(Pointing dataset records)
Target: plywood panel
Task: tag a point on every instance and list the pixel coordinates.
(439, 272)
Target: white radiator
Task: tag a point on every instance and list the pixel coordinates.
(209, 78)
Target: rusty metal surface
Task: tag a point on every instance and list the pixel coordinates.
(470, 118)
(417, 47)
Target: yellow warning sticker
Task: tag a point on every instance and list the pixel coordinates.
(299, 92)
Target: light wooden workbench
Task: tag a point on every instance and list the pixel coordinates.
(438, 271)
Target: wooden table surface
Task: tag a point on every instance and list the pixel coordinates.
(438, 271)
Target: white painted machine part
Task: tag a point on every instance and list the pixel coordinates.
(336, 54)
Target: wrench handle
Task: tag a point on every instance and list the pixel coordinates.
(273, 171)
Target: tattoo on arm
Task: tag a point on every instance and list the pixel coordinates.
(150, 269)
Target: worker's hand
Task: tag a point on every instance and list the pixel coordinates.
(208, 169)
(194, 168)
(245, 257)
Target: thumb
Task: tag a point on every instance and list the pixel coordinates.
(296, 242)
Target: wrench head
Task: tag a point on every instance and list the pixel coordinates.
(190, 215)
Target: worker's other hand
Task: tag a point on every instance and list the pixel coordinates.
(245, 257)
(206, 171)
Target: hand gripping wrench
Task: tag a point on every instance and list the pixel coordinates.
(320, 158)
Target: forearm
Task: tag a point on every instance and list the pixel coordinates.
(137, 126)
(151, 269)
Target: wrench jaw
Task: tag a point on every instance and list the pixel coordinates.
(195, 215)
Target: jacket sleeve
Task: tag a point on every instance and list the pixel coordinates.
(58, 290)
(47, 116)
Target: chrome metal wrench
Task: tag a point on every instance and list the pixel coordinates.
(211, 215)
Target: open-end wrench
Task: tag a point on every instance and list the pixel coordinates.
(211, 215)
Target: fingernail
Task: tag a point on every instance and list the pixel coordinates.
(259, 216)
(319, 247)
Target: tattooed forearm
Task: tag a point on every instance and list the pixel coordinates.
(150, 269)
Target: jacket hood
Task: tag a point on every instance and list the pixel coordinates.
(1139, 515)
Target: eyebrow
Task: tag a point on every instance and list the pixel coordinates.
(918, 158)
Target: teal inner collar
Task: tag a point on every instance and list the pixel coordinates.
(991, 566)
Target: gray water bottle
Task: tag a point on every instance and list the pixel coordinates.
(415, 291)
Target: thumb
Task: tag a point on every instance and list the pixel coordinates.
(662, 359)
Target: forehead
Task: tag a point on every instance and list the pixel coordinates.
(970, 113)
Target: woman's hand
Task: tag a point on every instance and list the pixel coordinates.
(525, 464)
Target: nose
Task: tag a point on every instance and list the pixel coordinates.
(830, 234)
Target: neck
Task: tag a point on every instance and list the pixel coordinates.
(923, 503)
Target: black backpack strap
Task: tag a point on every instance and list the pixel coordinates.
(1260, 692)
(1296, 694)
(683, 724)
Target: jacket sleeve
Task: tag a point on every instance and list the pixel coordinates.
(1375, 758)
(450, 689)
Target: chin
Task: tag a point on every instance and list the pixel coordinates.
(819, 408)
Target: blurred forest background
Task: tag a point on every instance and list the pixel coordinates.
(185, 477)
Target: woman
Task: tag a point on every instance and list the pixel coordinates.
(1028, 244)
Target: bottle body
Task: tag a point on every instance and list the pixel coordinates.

▶ WRITTEN PROBLEM: Extract each entry in full and write it down exactly.

▶ FINAL RESULT:
Target: plywood panel
Task: tag a point on every instance and list the pixel coordinates.
(439, 272)
Target: white radiator
Task: tag a point on every instance and list the pixel coordinates.
(209, 78)
Target: rusty metal surface
Task: tag a point on every instance and list the pixel coordinates.
(470, 118)
(417, 47)
Target: yellow warning sticker
Task: tag a point on every instance and list the pixel coordinates.
(299, 92)
Target: light wooden workbench
Task: tag a point on every instance and list the pixel coordinates.
(438, 271)
Target: wooden table surface
Task: tag a point on every instance and list the pixel coordinates.
(438, 271)
Target: white painted machine part
Task: tag a point on every instance and list the pixel coordinates.
(336, 54)
Target: wrench handle
Task: tag a point on every instance and list the pixel coordinates.
(273, 171)
Target: tattoo on arm
Task: tag a point on every instance and list the pixel coordinates.
(150, 269)
Target: worker's hand
Task: tag a point on every instance and list the pixel coordinates.
(208, 169)
(194, 168)
(245, 257)
Target: thumb
Task: tag a point on every instance and list the pixel coordinates.
(296, 242)
Target: wrench head
Task: tag a point on every instance and list the pixel coordinates.
(190, 215)
Target: worker's other hand
Task: tag a point on every instance and list the pixel coordinates.
(245, 257)
(206, 171)
Target: hand gripping wrench
Task: tag a point on every instance and list the pixel coordinates.
(320, 158)
Target: forearm
Task: tag a point on every instance and list the pixel coordinates.
(137, 126)
(151, 269)
Target: wrench jaw
Task: tag a point on every instance and list the pixel coordinates.
(195, 215)
Target: jacket sleeve
Task: tag a point on every instance and list the pixel coordinates.
(58, 290)
(47, 116)
Target: chrome metal wrench
Task: tag a point on every instance and list the pixel coordinates.
(211, 215)
Target: open-end wrench
Task: tag a point on every instance and list the pixel coordinates.
(211, 215)
Target: fingernail
Task: tag a point on every instance and list the pixel coordinates.
(259, 216)
(319, 247)
Target: tattooed forearm
Task: tag a point on every instance and list the pixel coordinates.
(150, 269)
Target: jacket hood
Task: tag a point on every instance and list the pixel coordinates.
(1139, 515)
Target: eyebrow
Task: tag a point on every instance and list the pixel coordinates.
(918, 158)
Target: teal inner collar
Task: tag a point on every instance and list the pixel coordinates.
(991, 566)
Target: gray water bottle
Task: tag a point on every instance and list the pixel coordinates.
(415, 291)
Target: thumb
Task: tag a point on every instance and list the pixel coordinates.
(662, 359)
Target: forehead
Task: tag a point on every instance and list the pixel coordinates.
(970, 113)
Target: woman's hand
Task: tag a point on every instance and list the pixel coordinates.
(525, 464)
Target: nose
Task: tag a point on every instance and list the pixel coordinates.
(830, 234)
Target: neck
Task: tag a point on every instance and list the pixel coordinates.
(923, 503)
Target: black backpack strap
Task: tag a point on every instance and list the pixel coordinates.
(1260, 692)
(1296, 694)
(683, 724)
Target: jacket sleeve
Task: tag a point on every instance and list the pixel coordinates.
(1375, 758)
(450, 689)
Target: chin
Task: tag a point on every instance and list the pixel coordinates.
(819, 408)
Target: blurred forest background
Task: tag a point on every instance and list the pixel coordinates.
(185, 477)
Target: woman
Task: tag a point on every instance and list the pixel coordinates.
(1028, 244)
Target: bottle body
Task: tag a point on every instance and list the pixel coordinates.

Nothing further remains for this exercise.